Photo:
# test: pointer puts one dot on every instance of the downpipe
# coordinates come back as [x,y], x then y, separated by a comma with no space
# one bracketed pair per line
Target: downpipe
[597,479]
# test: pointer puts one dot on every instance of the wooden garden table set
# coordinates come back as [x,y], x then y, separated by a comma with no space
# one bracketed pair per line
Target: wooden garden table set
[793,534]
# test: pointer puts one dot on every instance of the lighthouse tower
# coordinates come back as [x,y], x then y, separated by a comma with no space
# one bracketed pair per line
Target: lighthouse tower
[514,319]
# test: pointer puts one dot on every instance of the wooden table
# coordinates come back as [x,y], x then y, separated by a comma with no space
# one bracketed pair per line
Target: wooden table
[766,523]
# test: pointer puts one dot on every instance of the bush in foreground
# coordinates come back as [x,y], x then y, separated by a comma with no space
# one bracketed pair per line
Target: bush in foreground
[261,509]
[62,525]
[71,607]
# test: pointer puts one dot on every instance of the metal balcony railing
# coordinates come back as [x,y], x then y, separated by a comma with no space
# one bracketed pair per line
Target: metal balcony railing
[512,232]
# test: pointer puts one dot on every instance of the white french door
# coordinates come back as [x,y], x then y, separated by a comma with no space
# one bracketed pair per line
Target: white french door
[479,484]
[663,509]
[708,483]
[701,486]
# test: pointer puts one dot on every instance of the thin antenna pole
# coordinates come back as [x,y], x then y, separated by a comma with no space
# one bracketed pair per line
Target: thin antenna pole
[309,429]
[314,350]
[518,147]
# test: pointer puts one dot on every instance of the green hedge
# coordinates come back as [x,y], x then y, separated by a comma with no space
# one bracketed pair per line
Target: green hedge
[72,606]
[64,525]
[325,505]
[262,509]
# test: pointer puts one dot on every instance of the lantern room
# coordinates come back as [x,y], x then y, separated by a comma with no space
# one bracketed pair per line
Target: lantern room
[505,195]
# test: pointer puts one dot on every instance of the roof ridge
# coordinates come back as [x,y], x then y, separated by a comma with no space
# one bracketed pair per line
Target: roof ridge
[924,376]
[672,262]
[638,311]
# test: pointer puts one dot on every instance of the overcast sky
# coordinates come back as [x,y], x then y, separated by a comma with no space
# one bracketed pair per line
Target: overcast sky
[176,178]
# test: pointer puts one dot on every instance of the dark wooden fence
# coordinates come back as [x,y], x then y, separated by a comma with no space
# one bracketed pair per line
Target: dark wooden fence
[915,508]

- Problem requirements -
The answer must be the full listing, written out word for word.

- Answer area -
Photo:
# test: pointer puts one dot on every instance of the downpipe
# coordinates come back as [x,y], x then y, separated by a comma with no space
# one bracketed pair per line
Target: downpipe
[597,479]
# test: pointer puts one dot on every instance of the wooden garden table set
# coordinates come back as [x,y], x then y, separated by a comma with no space
# one bracketed pair per line
Target: wooden garden table set
[793,534]
# test: pointer puts one dot on every instance of the lighthouse tower
# coordinates come back as [x,y], x then y, separated by a comma with no space
# one bracketed pair per line
Target: lighthouse tower
[514,319]
# test: pointer puts one dot on every instance of the wooden table
# coordinates come back as [x,y], x then y, separated by a comma with no space
# one bracketed pair per line
Target: wooden table
[766,523]
# test: pointer puts one dot on every instance of the bush in foreground
# coordinates come back as [x,y], x then y, separated by a comma with no space
# one bracketed pair per line
Target: bush in foreground
[261,509]
[62,525]
[71,607]
# test: pointer puts one dot on every instance of the metal balcony railing
# coordinates come back as [x,y], x then y, separated by a comma with no space
# one bracketed pair per line
Target: metal balcony railing
[512,232]
# test: pointer puts one dot on every instance of the white french door
# coordinates come back as [x,y], x then y, separated by a comma with no space
# one bracketed pair per line
Target: white french door
[479,484]
[663,509]
[708,483]
[701,486]
# test: pointer puts one dot on every instance of the thin antenna pole
# coordinates come back as [x,y], x then y, separated by a comma with no space
# one bracketed pair per line
Target: thin antenna pole
[309,429]
[314,350]
[518,147]
# test: pointer puts one dot on every instance of the green hedge
# coordinates come back as [x,y], x then y, separated by a comma with no space
# one bracketed pair per line
Target: green hedge
[72,606]
[64,525]
[325,505]
[262,509]
# test: pointer puts one dot on every instance of the lantern room
# coordinates come back as [x,y], x then y, separated by a comma with no space
# one bracketed pair per line
Target: lantern room
[505,195]
# test: pointer puts one dot on every instance of the roof ridge
# coordinates come back as [x,y], x then y, separated by a comma with no space
# one bracketed pair per line
Target: roof ridge
[924,376]
[672,262]
[638,311]
# test: pointer puts one dot on every instance of the overcast sky
# coordinates come back as [x,y], x then y, separated by a comma with no space
# one bracketed pair per line
Target: overcast sky
[176,178]
# test: pointer puts one dot on every instance of the dark wooden fence
# coordinates come back as [x,y], x then y, separated by a comma with no space
# one bracketed pair per line
Target: dark wooden fence
[915,508]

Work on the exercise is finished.